== WORK INSTRUCTIONS ==
Lines from the line with "If you could mark the curly" to the line with "If you could mark the zipper" in the entries below, and only those, must be output exactly, with both ends included.

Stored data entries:
◆ ◆ ◆ ◆
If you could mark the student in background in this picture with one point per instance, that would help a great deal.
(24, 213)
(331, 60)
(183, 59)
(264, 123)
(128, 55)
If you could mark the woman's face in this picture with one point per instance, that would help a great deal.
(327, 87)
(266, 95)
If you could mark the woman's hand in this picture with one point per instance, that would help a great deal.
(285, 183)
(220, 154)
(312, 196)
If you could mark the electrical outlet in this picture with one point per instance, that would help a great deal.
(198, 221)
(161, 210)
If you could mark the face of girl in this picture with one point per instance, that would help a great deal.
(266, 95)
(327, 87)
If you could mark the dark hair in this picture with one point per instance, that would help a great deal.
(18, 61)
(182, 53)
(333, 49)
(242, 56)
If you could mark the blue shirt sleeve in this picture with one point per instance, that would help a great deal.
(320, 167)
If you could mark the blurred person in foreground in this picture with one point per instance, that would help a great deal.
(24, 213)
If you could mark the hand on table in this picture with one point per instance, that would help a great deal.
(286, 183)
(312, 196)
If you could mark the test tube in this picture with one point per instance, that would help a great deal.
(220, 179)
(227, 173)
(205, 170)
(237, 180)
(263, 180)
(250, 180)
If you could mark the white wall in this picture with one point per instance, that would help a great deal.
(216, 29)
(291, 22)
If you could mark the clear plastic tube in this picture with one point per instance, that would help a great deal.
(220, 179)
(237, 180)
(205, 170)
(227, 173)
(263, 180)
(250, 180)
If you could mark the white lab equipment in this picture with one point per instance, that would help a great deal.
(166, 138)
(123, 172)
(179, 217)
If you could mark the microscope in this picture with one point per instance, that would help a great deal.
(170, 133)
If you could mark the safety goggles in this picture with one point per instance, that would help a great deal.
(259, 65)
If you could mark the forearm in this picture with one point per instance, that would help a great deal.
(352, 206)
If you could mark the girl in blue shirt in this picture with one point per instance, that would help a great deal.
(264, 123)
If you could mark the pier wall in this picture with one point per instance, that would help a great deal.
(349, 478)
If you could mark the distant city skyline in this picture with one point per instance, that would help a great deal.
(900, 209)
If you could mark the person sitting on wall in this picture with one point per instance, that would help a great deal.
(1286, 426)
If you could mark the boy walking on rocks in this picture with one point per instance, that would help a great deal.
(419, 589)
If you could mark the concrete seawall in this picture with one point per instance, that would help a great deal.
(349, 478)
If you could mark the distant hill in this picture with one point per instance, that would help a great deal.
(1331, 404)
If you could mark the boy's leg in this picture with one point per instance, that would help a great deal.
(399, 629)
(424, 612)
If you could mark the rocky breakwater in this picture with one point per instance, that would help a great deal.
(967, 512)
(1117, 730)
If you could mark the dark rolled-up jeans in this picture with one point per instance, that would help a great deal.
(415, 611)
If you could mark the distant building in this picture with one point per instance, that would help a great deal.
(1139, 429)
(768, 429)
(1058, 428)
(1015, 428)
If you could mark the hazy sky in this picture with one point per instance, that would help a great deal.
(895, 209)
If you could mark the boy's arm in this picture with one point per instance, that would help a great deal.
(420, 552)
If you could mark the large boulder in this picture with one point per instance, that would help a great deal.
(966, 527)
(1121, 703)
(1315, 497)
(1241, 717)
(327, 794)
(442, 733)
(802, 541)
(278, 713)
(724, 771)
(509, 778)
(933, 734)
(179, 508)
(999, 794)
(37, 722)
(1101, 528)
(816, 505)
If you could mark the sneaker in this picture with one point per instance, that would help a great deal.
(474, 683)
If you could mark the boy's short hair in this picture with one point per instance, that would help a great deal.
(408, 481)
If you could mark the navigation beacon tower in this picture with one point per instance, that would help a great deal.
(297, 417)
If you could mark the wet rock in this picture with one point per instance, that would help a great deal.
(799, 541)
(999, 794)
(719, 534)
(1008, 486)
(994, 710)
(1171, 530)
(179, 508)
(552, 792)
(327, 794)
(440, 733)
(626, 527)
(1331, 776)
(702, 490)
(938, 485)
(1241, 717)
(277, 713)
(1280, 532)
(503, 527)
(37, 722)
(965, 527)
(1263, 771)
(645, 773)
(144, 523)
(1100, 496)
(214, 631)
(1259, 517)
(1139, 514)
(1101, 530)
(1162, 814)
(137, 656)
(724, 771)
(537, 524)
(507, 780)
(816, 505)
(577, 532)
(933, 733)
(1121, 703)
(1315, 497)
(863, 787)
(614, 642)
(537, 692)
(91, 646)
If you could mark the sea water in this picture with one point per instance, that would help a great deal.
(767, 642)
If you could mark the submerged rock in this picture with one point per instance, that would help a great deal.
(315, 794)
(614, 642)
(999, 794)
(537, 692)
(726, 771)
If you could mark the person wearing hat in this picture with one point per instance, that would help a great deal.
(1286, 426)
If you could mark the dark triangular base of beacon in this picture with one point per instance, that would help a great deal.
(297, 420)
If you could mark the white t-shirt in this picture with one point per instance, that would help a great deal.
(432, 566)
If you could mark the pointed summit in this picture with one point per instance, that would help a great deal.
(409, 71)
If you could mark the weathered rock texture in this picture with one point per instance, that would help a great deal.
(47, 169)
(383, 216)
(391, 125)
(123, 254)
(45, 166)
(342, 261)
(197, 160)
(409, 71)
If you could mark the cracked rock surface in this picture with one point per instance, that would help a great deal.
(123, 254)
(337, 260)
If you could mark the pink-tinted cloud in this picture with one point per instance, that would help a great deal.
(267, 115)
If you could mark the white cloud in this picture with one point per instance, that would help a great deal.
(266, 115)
◆ ◆ ◆ ◆
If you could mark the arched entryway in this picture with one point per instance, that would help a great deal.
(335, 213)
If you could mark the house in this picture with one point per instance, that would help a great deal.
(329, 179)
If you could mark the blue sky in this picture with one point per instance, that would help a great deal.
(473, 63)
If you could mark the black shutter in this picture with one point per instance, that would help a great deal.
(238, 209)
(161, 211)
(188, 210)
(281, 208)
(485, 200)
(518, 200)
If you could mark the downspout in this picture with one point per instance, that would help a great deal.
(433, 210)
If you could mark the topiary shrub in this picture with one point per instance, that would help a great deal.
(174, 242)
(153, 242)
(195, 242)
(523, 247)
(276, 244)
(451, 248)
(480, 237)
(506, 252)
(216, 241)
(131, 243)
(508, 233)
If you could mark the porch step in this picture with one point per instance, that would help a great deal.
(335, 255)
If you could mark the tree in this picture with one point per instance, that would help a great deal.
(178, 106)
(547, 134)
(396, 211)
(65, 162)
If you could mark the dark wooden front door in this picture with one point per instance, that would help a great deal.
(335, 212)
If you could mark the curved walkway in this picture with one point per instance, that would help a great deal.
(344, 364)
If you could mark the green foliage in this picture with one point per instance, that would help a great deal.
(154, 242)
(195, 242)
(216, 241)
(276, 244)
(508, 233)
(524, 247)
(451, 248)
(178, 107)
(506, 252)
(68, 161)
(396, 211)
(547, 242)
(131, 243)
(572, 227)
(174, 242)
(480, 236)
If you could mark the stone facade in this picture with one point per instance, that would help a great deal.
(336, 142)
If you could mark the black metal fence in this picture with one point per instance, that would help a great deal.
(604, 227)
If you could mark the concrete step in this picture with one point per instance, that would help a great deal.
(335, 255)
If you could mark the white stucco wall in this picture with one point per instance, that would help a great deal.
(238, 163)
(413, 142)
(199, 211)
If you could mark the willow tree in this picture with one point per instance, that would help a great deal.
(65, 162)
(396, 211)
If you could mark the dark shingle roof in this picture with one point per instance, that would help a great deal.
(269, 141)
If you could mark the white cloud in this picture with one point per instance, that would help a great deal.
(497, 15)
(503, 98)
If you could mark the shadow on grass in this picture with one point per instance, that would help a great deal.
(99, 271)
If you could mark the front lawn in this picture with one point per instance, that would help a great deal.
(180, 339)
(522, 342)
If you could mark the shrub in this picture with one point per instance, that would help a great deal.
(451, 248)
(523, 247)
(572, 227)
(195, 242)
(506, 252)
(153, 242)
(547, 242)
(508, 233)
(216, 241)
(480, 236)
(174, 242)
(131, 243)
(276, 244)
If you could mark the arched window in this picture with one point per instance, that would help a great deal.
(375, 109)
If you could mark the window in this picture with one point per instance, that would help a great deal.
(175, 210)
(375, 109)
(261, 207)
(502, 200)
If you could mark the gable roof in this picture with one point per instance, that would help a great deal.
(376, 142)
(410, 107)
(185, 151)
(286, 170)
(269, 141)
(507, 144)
◆ ◆ ◆ ◆
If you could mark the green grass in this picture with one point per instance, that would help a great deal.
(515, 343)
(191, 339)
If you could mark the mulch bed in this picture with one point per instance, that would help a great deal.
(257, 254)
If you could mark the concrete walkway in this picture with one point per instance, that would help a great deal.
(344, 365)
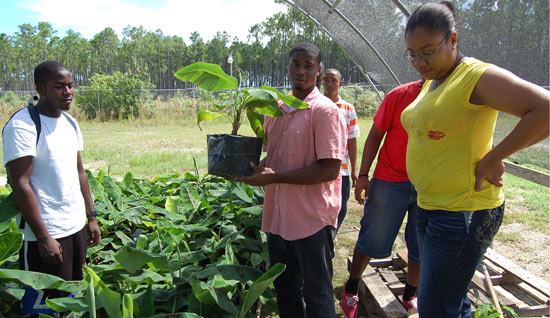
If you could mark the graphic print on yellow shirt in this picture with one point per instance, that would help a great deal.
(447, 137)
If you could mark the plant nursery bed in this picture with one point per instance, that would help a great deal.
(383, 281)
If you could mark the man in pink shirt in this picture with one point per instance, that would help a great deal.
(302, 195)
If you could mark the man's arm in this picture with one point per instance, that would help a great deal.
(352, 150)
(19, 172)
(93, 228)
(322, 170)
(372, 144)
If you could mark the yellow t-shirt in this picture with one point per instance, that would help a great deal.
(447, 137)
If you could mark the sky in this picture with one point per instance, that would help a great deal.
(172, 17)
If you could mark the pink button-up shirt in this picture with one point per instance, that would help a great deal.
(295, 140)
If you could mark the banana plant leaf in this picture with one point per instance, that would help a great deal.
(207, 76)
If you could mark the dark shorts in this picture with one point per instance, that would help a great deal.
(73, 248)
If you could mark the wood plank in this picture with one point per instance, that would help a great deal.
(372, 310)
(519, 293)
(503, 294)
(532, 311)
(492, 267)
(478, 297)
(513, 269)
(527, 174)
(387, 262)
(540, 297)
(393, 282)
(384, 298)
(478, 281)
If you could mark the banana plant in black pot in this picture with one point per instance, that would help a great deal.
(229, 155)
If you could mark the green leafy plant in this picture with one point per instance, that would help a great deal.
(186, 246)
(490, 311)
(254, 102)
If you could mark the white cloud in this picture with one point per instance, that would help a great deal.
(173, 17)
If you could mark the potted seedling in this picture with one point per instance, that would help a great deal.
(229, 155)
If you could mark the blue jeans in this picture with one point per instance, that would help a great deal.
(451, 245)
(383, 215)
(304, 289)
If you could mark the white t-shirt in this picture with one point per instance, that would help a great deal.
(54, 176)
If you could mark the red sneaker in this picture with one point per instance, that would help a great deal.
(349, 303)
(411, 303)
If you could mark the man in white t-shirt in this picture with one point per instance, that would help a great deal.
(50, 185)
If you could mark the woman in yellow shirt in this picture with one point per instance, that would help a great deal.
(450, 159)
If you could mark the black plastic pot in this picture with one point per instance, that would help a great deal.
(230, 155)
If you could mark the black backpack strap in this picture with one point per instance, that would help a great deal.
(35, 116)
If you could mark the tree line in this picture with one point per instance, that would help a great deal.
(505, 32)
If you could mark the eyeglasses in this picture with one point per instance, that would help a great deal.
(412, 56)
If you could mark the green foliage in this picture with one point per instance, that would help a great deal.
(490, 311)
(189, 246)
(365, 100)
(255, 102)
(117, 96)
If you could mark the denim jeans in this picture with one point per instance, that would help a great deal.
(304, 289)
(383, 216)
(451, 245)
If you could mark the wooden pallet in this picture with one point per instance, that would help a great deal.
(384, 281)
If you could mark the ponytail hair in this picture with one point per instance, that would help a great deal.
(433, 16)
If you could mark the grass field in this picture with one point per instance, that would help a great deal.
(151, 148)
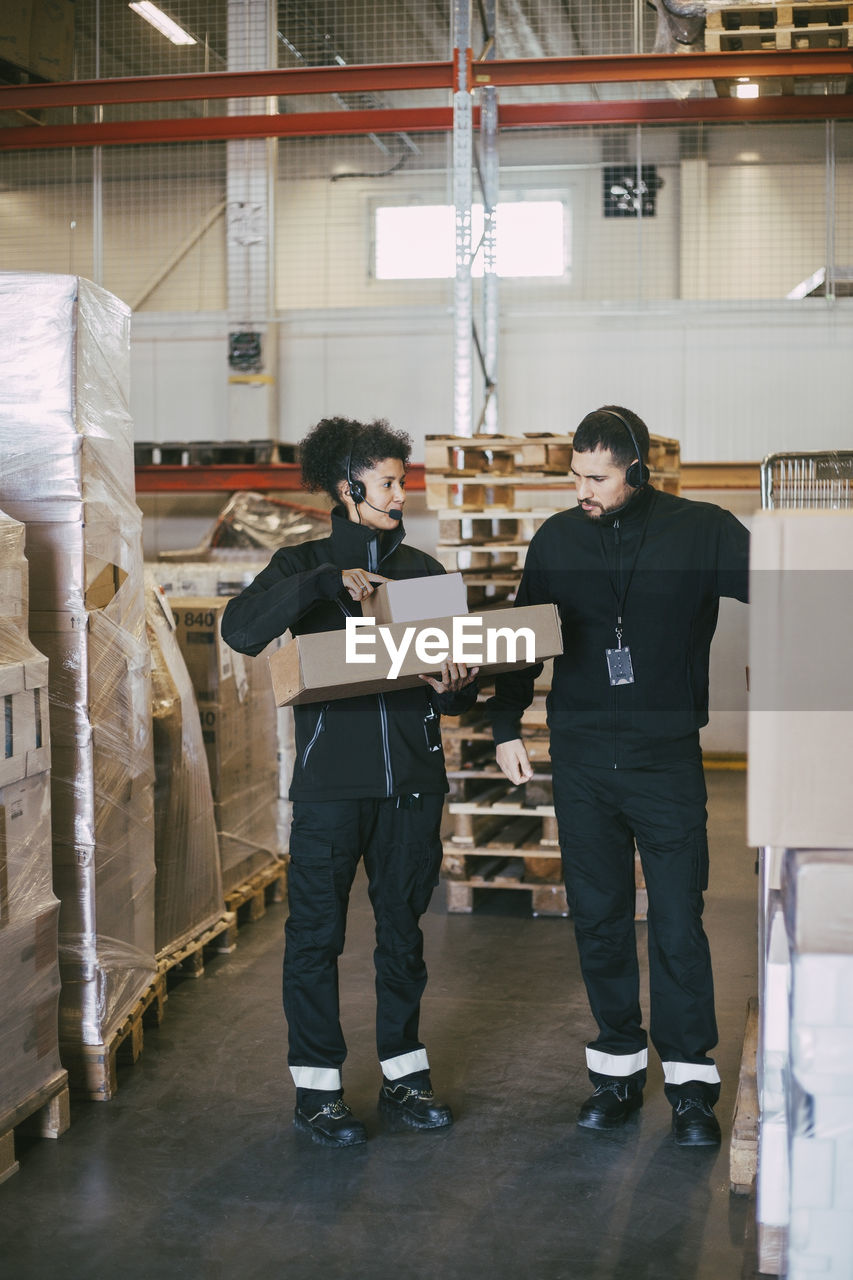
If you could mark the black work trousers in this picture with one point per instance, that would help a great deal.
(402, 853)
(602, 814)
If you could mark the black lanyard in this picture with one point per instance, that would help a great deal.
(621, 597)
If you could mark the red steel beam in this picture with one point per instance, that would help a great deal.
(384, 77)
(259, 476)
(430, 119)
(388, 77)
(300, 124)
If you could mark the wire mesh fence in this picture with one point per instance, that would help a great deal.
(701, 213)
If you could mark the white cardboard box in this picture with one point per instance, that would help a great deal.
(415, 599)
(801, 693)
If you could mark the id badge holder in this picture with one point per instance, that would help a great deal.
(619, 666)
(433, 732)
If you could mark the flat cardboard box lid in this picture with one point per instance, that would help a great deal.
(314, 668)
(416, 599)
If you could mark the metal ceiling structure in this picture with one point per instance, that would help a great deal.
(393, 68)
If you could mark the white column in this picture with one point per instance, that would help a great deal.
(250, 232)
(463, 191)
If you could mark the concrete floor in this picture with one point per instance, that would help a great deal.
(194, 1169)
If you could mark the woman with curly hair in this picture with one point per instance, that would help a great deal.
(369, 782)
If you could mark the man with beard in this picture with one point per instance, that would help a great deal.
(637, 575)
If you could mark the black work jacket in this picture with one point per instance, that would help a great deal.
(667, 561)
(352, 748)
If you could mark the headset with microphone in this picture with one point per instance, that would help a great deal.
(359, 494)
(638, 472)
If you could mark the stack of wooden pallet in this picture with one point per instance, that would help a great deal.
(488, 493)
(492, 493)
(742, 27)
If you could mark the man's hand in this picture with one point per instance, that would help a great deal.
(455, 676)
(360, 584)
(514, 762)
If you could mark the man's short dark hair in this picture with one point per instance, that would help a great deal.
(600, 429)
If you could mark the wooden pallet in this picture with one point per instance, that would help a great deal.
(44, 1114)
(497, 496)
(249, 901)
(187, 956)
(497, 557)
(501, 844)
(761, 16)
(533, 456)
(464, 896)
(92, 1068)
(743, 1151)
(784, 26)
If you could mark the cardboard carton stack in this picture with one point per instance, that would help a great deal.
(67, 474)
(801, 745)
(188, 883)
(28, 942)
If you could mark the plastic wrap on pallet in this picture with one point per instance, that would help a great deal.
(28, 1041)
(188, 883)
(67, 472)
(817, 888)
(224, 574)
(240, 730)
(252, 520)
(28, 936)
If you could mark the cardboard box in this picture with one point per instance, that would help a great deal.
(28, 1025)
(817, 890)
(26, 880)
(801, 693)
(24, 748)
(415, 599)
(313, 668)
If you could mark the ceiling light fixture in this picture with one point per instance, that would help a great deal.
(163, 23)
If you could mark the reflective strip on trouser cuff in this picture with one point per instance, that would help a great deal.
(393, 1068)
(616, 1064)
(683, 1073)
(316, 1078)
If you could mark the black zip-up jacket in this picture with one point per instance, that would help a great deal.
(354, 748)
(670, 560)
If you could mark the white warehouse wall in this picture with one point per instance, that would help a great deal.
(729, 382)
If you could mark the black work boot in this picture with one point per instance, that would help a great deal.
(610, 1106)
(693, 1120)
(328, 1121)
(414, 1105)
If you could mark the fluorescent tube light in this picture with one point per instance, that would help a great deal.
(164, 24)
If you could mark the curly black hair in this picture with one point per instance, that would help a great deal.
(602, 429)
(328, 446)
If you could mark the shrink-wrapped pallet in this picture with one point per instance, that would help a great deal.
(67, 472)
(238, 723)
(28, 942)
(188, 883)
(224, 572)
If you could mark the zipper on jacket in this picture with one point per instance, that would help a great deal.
◆ ◆ ◆ ◆
== RESPONSE TO THIS TASK ==
If you could mark the curly black hair in this picture with one point per instance, that would help a great deal.
(602, 429)
(328, 446)
If you could mark the shrink-wrapped pallet in this picture with one point per instance, that would help a great deal.
(67, 472)
(238, 723)
(28, 942)
(188, 883)
(224, 572)
If you could mark the zipper on jacket in this picture with one point per instance, that would help a great deal.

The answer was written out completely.